• [Input for this task]:
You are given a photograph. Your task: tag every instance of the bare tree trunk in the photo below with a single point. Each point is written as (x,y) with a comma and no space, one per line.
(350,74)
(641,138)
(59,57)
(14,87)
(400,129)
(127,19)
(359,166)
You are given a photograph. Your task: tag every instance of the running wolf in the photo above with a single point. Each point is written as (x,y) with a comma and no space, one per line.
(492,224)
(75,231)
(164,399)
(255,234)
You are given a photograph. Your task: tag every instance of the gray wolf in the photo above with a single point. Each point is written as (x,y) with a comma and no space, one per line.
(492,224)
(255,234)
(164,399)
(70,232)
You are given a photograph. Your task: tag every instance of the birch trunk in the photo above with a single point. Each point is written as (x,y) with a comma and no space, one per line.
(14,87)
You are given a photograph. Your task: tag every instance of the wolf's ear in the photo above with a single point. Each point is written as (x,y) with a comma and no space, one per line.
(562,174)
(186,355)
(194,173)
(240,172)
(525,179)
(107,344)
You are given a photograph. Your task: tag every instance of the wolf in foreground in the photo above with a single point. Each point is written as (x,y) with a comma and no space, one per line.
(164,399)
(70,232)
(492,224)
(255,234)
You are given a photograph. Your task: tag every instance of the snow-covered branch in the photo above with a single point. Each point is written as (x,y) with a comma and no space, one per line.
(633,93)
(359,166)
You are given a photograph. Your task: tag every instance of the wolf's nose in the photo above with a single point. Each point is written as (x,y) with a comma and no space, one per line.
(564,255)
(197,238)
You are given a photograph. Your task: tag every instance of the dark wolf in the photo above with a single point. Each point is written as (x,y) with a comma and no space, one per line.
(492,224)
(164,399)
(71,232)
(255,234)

• [Description of the task]: The material above needs to be reproduced exactly as written.

• [Solution to this exercise]:
You are given a photograph. Your task: tag every instance of the bare tree trunk in the photo below with a single point. Each point is written as (x,y) with a comma and no space, one per line.
(350,74)
(641,138)
(59,57)
(14,87)
(400,129)
(127,19)
(359,166)
You are given a photograph. Your task: tag every instance of the running wolf in the photo above with a single point. Each point is written as (x,y) with a comma and no space, one per line.
(492,224)
(75,231)
(164,399)
(255,234)
You are given a photograph. Your task: tag every instance of the gray wolf in the photo above with a single point. Each point is written as (x,y) with a comma and no space, one per line.
(492,224)
(255,234)
(164,399)
(70,232)
You are given a photograph. Your task: tag every instance of the birch trunk in the photo above with a single point. Each point is written as (x,y) with a comma and no space, one per line.
(14,87)
You are given a photograph. Your task: tag every instance of the wolf's ear in the photo above with a single point. Each point is written as (x,y) with a comma and no space, one per line.
(562,174)
(186,355)
(194,173)
(240,172)
(525,179)
(107,344)
You are given a photograph. Your task: tag every instance of the wolf in foreground in the photo above with a single point. Each point is written as (x,y) with a comma and no space, one per line.
(164,399)
(70,232)
(492,224)
(255,234)
You are given a photograph. Your task: tag every instance of the snow-covered branch in the photo above with a single point. Each point is written as (x,y) with a comma and no space, one per line.
(633,93)
(359,166)
You are given a photograph. Your task: tag every instance of the wolf's nose in the photo above with a single point. Each point is written as (x,y) with a comma and no space, one per line.
(564,255)
(197,238)
You are given a photograph. Your task: tag every instance of the dark wolf in the photo above with a single point. Each point is written as (x,y) with a comma and no space, one per line.
(492,224)
(164,399)
(71,232)
(255,234)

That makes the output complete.